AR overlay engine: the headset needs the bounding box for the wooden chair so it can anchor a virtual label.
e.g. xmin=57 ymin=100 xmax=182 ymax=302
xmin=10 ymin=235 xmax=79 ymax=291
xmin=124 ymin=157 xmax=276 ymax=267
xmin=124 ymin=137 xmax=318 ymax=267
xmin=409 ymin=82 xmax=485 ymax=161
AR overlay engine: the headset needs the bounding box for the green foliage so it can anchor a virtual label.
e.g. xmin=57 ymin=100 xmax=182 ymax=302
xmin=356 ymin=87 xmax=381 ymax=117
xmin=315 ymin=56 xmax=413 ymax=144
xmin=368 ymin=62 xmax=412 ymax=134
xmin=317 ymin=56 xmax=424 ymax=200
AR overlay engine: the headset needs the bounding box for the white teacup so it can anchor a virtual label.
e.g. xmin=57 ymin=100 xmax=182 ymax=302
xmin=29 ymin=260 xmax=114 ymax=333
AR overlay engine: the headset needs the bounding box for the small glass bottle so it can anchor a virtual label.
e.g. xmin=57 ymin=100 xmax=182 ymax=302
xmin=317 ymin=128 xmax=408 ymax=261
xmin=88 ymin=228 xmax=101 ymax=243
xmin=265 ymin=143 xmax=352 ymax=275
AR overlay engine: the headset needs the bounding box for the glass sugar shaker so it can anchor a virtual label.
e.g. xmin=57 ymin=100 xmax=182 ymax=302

━━━━━━━━━━━━━━━━━━━━━━━━━━━━━━

Instructions to follow
Could you print exactly the lines from the one containing "bottle so it can anchor a virtual label." through the last line of the records above?

Solved problem
AR overlay engine: the headset needs the bounding box for the small glass bottle so it can anchor a virtual label.
e.g. xmin=57 ymin=100 xmax=182 ymax=302
xmin=317 ymin=128 xmax=408 ymax=261
xmin=88 ymin=228 xmax=101 ymax=243
xmin=265 ymin=143 xmax=352 ymax=275
AR overlay engine: the headset needs the bounding box for the glass sugar shaker so it can anchor a virtual label.
e.g. xmin=57 ymin=100 xmax=182 ymax=302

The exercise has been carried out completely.